→ **Short task**
Copy out all of the material exactly as presented.

┌────────

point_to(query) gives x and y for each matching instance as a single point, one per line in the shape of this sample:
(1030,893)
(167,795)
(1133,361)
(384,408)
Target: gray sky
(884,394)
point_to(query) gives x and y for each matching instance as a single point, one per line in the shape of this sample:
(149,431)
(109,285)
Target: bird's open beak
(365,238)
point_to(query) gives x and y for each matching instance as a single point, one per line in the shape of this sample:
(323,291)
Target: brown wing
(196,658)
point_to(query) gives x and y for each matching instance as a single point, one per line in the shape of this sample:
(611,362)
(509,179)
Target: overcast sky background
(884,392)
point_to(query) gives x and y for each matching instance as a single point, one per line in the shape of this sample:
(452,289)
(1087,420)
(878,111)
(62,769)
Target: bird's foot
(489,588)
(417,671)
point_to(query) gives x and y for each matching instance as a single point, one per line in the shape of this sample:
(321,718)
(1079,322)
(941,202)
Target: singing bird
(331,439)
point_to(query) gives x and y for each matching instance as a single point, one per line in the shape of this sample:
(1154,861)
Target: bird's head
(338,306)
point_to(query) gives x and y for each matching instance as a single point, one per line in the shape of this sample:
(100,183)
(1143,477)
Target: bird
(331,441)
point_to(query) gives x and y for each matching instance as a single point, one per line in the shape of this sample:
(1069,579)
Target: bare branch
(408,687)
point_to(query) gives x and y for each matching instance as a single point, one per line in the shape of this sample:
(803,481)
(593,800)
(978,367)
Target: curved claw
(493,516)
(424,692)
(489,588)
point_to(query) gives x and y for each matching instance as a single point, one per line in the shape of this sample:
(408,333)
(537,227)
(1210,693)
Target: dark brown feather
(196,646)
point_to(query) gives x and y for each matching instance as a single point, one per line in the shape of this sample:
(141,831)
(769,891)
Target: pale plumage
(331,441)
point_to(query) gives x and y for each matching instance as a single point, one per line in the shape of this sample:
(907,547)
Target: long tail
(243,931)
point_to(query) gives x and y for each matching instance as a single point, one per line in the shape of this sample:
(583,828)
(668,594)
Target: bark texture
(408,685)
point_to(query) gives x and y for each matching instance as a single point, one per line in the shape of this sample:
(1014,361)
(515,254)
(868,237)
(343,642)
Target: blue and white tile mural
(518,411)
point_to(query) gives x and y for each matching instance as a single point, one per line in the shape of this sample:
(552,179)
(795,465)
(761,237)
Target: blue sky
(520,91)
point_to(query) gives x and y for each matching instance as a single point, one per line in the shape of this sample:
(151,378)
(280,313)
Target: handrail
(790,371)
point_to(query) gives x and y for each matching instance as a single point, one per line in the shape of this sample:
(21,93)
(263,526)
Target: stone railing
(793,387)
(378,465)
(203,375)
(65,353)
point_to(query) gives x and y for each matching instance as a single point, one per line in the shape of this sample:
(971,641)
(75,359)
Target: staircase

└────────

→ **Full solution**
point_to(query) gives x and y for each matching instance as a single point, one per line in the shape of this sample:
(1030,893)
(167,795)
(1133,361)
(384,408)
Target: gray sky
(884,394)
point_to(query) gives x and y for each matching instance as a single point, one per line in the shape of this sample:
(149,431)
(109,285)
Target: bird's open beak
(365,238)
point_to(query) gives x and y for each matching instance as a single point, one per line in the shape of this sample:
(323,291)
Target: brown wing
(196,658)
point_to(query) gives x and y for each matching instance as a single point, one per line in the shape of this sample:
(611,362)
(509,179)
Target: overcast sky background
(884,392)
point_to(query) gives x and y for each matching instance as a single point, one per line in the shape of this sample:
(452,289)
(1087,420)
(878,111)
(62,769)
Target: bird's foot
(489,588)
(417,671)
point_to(query) gives x and y for each matching instance as a single point, one per line in the shape of this sample:
(321,718)
(1079,322)
(941,202)
Target: singing bird
(331,439)
point_to(query) gives x and y for each matching instance as a single point, one per line in the shape of this sample:
(1154,861)
Target: bird's head
(338,306)
point_to(query) gives x and y for each matching instance as a single point, one per line in the shape of this sample:
(100,183)
(1143,477)
Target: bird
(331,441)
point_to(query) gives x and y for each matching instance as a single point, one per line in the shape of this sample:
(1069,579)
Target: bare branch
(408,687)
point_to(query) gives x and y for each matching instance as a single point, one per line in the shape of this sample:
(803,481)
(593,800)
(978,367)
Target: curved claw
(493,516)
(424,692)
(489,588)
point_to(query) gives x and y for each matching instance as a single point, one per line in the shape of this sample:
(408,333)
(537,227)
(1210,693)
Target: dark brown feather
(196,646)
point_to(query) gives x and y for each matching instance as a single point, one per line in the shape of this sample:
(141,831)
(769,891)
Target: pale plumage
(331,441)
point_to(query) gives x and y for each matching instance as a single point, one per line in the shape of this sample:
(907,547)
Target: long tail
(243,931)
point_to(query) gives x and y for each matching instance as a single point, one per line in the shape of this sample:
(583,828)
(668,594)
Target: bark texture
(408,685)
point_to(query) gives x and y for each matching instance as a single point, one per line in the shape of this sample:
(1014,361)
(515,254)
(868,237)
(343,642)
Target: blue and white tile mural
(518,411)
point_to(query) gives x and y for each matching instance as a single point, one per line in the shape of this sample:
(552,179)
(795,465)
(761,237)
Target: blue sky
(520,91)
point_to(query) gives x and y for each matching instance as a single point, one per line in the shape of this sample:
(151,378)
(280,313)
Target: handrail
(790,371)
point_to(query) gives x and y for each matching instance as a single point, one per line in the shape of this sample:
(21,93)
(263,526)
Target: stone railing
(793,387)
(378,465)
(203,375)
(65,353)
point_to(query) gives x and y for each matching instance as a single point, one per line in the shape of this sample:
(971,641)
(75,359)
Target: staircase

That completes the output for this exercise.